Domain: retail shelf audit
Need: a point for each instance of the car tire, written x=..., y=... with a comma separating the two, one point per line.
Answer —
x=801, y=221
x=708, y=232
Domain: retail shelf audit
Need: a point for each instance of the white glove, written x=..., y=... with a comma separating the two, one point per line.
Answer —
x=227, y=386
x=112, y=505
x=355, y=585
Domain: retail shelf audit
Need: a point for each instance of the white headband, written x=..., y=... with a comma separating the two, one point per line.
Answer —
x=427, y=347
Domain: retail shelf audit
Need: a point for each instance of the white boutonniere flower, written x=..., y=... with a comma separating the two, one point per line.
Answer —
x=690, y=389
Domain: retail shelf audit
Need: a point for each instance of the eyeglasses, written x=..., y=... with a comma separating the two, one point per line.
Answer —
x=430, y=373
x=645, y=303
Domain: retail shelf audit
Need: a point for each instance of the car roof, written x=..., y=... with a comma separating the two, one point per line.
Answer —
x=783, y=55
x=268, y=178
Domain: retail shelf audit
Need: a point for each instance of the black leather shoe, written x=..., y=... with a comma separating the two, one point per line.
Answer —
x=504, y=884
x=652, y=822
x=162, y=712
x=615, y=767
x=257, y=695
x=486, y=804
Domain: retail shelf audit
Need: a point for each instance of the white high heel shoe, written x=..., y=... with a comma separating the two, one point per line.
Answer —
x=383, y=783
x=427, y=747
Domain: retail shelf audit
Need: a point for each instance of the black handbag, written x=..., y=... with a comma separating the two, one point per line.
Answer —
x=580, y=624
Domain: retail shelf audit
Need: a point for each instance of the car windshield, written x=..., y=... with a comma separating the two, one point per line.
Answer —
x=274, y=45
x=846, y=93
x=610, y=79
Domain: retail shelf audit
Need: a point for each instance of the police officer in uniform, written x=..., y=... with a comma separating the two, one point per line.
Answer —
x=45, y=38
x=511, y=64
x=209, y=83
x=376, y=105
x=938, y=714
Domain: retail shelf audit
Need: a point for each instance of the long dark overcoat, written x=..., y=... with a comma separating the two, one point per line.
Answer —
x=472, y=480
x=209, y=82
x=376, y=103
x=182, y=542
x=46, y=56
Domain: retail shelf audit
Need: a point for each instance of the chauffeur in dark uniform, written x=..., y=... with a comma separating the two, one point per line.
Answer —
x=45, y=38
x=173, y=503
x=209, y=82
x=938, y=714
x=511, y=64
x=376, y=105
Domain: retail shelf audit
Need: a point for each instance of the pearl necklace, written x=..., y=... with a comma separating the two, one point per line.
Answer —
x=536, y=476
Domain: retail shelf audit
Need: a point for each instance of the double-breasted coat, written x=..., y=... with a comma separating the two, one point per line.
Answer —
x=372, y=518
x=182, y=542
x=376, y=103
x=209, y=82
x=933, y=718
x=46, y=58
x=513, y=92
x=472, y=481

> _What to work on_:
Copy the material above back out, exactly as written.

> _Answer in full_:
Domain: retail shelf audit
Need: a point for each instance of the car tire, written x=..., y=... with a comma separating the two, one point per line.
Answer —
x=801, y=221
x=708, y=232
Domain: retail shelf audit
Need: a point for each instance of the white glove, written x=..., y=... with a comma separating the two, one point per line.
Answer —
x=227, y=386
x=112, y=505
x=355, y=585
Domain: retail shelf audit
Need: a point for each instance of the white headband, written x=..., y=... with a comma separating the two, one point per line.
Answer —
x=427, y=347
Domain: retail shelf audit
Need: a point for each instance of the white boutonniere flower, written x=..., y=... with a comma separating the two, one point per line.
Answer —
x=690, y=389
Domain: retail shelf audit
Need: a point for each instance of the eyeglasses, written x=..., y=... with a comma separating the two, one point per line.
Answer —
x=430, y=373
x=645, y=303
Domain: retail shelf audit
Need: a point for each instance of the car roof, written x=..., y=... with a comma separating the two, one point per line.
Answer —
x=783, y=55
x=268, y=178
Domain: retail shelf audit
Need: a point for each instance of the black leather shoe, written x=..., y=... with a comma separating the two, one point per line.
Answer —
x=504, y=884
x=652, y=822
x=162, y=712
x=615, y=767
x=257, y=695
x=486, y=804
Domain: retail shelf audit
Need: a point for each instance of the white high heel shoe, written x=..., y=... with a comma separating the two, one point per line.
Answer —
x=383, y=783
x=427, y=747
Domain: retail shelf audit
Need: a point for each instance of the black handbag, written x=..., y=... with a comma separating the two, one point per line.
Answer —
x=580, y=624
Domain: retail shelf audit
Need: a point for each instance of the car windshield, written x=..., y=... with a comma separating the two, one point per line.
Answer —
x=274, y=45
x=846, y=93
x=610, y=79
Domain: retail shelf audit
Need: a point for each instance of the police officer in uniform, written x=..., y=... with a comma separating the two, one point per line.
Answer —
x=45, y=38
x=511, y=64
x=209, y=83
x=376, y=105
x=938, y=714
Domain: retail shelf audit
Need: a point for each instance of the long dark overcoat, written x=..., y=... with a comma separating the two, one point per line.
Answer —
x=472, y=480
x=209, y=82
x=376, y=103
x=182, y=542
x=46, y=56
Domain: retail shelf audit
Need: a point for each instance of the chauffeur in dark uniform, written x=..., y=... with a comma separating the two, one point per line.
Answer —
x=45, y=38
x=173, y=503
x=209, y=82
x=938, y=714
x=511, y=64
x=376, y=105
Domain: retail shelf audit
Need: a point for each instance of the pearl necklace, written x=..., y=... with a comma separating the two, one point per line.
Answer —
x=536, y=476
Domain: retail shelf audit
Need: a point for each instance of the double-breasted coat, written x=..., y=... with a comma separating the two, one point per line.
Answer —
x=372, y=518
x=182, y=542
x=376, y=103
x=209, y=82
x=933, y=718
x=46, y=58
x=513, y=92
x=472, y=481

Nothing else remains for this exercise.